--- start of EXTRACTED INFORMATION ---

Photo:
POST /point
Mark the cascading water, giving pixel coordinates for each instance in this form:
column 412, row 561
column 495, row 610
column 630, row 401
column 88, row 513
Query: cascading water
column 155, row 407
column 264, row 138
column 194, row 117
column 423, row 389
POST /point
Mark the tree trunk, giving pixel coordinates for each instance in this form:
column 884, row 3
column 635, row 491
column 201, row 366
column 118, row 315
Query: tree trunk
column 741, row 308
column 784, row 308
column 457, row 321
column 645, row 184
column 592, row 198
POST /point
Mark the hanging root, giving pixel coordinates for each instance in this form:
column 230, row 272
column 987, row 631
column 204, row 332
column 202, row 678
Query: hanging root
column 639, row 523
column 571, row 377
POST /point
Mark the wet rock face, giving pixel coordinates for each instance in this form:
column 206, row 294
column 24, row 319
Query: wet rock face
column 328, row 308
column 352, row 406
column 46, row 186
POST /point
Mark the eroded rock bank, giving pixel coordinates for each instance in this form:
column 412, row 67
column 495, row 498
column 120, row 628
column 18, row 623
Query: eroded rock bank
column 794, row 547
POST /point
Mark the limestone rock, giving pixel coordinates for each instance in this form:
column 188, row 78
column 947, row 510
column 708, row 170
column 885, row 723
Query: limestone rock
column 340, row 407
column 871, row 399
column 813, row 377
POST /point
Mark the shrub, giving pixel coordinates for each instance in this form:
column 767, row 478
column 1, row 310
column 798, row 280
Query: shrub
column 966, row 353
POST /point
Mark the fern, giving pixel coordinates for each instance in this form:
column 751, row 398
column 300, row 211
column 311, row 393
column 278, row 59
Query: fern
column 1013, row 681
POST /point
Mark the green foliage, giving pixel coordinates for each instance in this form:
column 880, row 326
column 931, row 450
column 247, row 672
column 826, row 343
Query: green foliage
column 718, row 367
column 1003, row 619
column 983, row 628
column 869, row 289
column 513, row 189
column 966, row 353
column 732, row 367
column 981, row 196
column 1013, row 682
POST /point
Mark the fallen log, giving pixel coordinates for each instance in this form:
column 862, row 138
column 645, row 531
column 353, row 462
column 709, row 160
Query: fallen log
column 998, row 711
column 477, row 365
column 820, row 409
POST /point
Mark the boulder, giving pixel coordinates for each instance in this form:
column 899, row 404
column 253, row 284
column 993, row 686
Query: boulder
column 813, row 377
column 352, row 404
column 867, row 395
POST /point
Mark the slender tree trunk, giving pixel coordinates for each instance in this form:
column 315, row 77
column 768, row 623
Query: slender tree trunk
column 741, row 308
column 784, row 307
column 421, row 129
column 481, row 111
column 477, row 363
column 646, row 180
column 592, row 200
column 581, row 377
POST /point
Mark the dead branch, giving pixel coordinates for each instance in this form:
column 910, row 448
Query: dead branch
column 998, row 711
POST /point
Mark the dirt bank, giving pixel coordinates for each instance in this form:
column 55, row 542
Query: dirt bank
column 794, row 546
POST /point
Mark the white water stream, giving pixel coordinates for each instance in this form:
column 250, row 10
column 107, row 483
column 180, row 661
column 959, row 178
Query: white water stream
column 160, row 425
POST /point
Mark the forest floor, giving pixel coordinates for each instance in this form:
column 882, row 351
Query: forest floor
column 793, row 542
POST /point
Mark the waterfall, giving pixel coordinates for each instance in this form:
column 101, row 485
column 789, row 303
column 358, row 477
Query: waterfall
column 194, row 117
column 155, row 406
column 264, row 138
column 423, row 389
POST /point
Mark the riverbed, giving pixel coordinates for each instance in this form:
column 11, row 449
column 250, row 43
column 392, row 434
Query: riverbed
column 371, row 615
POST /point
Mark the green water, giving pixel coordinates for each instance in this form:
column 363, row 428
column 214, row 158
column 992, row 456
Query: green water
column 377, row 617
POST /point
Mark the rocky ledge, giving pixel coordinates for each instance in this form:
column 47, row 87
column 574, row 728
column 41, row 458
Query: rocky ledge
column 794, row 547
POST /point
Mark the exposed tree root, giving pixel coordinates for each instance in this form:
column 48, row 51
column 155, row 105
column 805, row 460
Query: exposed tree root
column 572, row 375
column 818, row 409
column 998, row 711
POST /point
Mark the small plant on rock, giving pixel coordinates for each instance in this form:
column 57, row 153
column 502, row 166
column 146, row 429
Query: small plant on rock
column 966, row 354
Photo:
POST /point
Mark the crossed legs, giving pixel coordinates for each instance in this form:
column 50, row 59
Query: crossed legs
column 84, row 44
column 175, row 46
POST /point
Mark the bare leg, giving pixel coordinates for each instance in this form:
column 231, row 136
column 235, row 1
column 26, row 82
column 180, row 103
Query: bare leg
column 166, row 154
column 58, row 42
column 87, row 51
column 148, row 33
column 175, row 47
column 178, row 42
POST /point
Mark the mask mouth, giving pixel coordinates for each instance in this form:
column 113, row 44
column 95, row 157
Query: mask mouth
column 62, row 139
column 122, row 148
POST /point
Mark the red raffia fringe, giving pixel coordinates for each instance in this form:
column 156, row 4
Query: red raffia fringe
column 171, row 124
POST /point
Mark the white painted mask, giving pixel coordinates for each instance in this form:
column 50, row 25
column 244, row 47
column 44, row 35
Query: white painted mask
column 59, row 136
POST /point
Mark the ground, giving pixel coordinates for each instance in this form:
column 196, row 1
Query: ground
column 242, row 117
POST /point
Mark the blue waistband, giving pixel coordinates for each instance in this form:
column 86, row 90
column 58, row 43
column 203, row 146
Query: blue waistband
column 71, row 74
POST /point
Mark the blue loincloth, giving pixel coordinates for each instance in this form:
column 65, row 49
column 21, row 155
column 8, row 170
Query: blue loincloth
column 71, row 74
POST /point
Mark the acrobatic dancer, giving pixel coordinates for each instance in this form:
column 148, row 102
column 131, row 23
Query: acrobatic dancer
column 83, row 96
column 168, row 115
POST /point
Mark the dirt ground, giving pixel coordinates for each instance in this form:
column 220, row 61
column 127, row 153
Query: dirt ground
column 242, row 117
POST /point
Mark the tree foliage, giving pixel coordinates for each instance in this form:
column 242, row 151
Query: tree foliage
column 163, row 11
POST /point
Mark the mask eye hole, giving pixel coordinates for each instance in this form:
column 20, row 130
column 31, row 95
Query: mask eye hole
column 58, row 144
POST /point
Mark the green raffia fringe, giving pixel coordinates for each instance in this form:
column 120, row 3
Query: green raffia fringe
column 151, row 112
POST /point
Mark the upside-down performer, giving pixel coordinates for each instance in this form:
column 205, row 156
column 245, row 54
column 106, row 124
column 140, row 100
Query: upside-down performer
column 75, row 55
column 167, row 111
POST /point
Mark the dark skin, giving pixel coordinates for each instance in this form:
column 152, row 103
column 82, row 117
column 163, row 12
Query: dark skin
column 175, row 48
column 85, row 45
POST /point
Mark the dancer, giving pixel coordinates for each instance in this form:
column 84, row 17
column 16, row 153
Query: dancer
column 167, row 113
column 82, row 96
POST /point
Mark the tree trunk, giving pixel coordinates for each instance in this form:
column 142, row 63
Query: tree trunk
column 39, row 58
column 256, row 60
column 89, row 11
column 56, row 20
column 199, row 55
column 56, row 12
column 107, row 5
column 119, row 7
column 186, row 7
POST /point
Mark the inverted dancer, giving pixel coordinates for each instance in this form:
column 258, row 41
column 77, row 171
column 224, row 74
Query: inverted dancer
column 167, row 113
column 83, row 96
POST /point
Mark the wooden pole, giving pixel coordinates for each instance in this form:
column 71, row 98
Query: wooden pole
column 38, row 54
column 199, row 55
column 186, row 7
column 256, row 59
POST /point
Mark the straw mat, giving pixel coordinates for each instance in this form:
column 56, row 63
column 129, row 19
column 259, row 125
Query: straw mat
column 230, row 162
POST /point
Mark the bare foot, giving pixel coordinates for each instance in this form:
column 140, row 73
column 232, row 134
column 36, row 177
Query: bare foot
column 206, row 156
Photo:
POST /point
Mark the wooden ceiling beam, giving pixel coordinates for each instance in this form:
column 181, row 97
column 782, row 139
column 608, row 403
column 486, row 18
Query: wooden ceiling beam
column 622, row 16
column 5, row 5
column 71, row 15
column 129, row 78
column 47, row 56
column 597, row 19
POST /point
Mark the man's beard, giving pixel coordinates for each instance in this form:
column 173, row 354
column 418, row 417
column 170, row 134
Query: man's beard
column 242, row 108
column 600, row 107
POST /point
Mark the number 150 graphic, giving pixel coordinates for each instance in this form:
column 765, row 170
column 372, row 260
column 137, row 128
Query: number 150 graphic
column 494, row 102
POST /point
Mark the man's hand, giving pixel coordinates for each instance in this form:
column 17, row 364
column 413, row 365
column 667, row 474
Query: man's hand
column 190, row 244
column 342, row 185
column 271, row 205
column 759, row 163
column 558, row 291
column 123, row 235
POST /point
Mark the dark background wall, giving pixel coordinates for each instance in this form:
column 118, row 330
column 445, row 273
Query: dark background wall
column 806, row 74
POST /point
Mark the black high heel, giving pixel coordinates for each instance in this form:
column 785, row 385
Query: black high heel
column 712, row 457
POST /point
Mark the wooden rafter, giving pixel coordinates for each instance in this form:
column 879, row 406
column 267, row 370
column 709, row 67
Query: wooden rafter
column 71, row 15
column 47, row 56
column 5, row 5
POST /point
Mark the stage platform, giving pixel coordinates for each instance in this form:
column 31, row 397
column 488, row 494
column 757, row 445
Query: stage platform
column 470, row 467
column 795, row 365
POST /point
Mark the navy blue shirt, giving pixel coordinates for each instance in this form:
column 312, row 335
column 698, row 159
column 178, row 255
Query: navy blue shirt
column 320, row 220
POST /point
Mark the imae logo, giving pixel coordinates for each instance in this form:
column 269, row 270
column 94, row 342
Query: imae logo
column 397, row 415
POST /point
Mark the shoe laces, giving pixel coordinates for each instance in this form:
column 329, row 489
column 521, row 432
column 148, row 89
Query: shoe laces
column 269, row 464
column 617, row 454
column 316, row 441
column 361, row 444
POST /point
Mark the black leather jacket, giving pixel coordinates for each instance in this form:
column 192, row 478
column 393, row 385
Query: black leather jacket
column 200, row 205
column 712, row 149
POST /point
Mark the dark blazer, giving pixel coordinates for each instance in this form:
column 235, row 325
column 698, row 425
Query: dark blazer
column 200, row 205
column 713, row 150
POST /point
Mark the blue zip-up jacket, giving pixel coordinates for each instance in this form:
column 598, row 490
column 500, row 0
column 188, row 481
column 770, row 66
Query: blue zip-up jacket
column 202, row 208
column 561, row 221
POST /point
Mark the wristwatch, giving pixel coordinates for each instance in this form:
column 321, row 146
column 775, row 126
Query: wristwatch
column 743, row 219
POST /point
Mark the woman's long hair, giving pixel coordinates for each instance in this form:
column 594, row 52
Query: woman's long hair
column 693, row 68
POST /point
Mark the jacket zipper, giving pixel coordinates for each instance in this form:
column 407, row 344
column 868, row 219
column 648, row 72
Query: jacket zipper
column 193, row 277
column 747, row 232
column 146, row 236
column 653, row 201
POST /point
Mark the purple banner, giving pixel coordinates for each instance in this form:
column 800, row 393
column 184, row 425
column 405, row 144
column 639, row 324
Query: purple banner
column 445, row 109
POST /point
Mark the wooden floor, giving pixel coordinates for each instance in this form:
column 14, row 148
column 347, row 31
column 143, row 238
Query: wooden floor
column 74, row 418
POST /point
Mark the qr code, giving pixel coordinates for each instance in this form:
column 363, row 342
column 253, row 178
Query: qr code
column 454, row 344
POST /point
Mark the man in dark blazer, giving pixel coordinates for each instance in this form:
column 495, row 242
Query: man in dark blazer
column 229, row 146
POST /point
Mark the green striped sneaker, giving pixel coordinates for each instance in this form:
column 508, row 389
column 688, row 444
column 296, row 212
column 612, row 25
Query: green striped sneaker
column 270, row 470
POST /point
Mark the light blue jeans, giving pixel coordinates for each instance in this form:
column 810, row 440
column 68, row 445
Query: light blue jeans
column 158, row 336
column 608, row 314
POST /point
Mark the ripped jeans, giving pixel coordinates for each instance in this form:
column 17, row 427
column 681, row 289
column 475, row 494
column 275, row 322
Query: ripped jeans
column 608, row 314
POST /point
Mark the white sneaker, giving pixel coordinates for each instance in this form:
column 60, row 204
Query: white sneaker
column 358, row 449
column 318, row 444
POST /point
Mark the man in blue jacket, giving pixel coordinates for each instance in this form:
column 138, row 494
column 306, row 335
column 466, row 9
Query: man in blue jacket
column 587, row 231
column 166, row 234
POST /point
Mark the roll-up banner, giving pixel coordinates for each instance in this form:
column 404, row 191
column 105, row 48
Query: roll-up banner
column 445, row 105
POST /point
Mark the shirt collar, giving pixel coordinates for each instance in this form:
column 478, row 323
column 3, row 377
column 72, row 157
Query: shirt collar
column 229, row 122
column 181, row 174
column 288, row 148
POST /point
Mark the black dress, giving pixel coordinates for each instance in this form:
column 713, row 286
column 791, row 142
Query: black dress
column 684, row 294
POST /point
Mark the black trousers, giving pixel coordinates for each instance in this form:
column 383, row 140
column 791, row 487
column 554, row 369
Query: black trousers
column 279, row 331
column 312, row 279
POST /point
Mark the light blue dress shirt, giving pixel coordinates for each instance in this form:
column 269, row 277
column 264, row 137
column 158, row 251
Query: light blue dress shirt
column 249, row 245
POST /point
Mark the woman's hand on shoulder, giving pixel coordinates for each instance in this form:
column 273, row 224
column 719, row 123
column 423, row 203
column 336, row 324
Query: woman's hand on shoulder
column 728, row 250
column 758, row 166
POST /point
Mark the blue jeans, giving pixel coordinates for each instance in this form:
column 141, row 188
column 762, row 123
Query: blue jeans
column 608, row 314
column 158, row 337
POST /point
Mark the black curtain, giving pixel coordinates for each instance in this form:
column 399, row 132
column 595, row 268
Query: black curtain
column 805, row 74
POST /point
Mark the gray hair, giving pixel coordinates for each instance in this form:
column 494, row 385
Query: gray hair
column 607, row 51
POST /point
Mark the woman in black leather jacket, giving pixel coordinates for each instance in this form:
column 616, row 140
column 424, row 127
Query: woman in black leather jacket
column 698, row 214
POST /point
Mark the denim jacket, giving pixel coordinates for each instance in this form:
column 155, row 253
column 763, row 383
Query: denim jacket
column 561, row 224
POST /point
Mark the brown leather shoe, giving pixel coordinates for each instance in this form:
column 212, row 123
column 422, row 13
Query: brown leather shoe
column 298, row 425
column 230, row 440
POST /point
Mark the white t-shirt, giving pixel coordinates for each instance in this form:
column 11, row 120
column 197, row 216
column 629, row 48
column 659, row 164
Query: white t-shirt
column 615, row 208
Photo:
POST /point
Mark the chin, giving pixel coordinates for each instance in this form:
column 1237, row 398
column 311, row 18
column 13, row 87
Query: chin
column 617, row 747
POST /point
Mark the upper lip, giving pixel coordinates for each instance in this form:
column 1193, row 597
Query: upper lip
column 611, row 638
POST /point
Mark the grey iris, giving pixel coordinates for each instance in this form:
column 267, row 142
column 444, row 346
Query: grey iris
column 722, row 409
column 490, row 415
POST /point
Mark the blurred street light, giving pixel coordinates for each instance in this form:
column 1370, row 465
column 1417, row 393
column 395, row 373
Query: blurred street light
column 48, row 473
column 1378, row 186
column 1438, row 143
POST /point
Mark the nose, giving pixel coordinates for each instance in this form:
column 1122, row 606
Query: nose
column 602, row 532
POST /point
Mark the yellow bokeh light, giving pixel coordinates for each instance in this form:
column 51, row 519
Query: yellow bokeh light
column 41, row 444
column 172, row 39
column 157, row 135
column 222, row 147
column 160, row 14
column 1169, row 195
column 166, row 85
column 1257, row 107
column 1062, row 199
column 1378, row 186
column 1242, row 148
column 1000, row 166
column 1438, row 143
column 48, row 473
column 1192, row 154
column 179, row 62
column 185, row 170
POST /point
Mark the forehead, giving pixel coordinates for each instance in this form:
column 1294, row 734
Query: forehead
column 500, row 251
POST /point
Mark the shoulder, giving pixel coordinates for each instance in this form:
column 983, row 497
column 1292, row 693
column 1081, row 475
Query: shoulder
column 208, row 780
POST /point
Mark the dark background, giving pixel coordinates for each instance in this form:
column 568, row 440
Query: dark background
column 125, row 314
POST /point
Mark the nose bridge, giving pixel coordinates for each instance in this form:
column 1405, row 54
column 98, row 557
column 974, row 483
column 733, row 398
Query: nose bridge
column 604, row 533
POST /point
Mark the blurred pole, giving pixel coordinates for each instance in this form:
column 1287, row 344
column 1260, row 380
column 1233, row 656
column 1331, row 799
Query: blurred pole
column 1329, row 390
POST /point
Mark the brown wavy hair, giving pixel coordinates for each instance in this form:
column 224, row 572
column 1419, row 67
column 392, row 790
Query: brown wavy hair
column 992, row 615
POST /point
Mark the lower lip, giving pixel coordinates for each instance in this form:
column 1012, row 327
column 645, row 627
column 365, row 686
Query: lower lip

--- end of EXTRACTED INFORMATION ---

EXERCISE INSTRUCTIONS » Can you write out the material from its beginning through the line containing "column 1013, row 681", swapping in "granite boulder" wherever "limestone rock" occurs and keeping everything else the same?

WRITTEN REPLY »
Photo:
POST /point
Mark the cascading water, giving pixel coordinates for each instance in this form:
column 412, row 561
column 495, row 610
column 630, row 401
column 88, row 513
Query: cascading water
column 155, row 407
column 264, row 138
column 194, row 117
column 423, row 389
POST /point
Mark the tree trunk, giving pixel coordinates for each instance in this form:
column 884, row 3
column 635, row 491
column 201, row 366
column 118, row 315
Query: tree trunk
column 741, row 308
column 784, row 308
column 457, row 321
column 645, row 184
column 592, row 198
POST /point
Mark the hanging root, giving pixel coordinates for each instance in this form:
column 230, row 272
column 987, row 631
column 204, row 332
column 202, row 678
Query: hanging root
column 639, row 523
column 571, row 377
POST /point
Mark the wet rock face, giving pixel coordinates for each instance in this form:
column 206, row 294
column 24, row 319
Query: wet rock face
column 328, row 308
column 352, row 406
column 46, row 186
POST /point
Mark the eroded rock bank, giving pixel coordinates for each instance in this form:
column 412, row 67
column 495, row 498
column 120, row 628
column 18, row 623
Query: eroded rock bank
column 794, row 547
POST /point
Mark the granite boulder, giving pixel coordinates for each instance in this form:
column 188, row 78
column 947, row 510
column 708, row 170
column 885, row 723
Query: granite boulder
column 340, row 407
column 871, row 399
column 813, row 377
POST /point
Mark the shrub, giving pixel coordinates for each instance in this form:
column 767, row 478
column 1, row 310
column 798, row 280
Query: shrub
column 966, row 353
POST /point
Mark the fern, giving pixel coordinates for each instance in this form:
column 751, row 398
column 300, row 211
column 311, row 393
column 278, row 59
Query: fern
column 1013, row 681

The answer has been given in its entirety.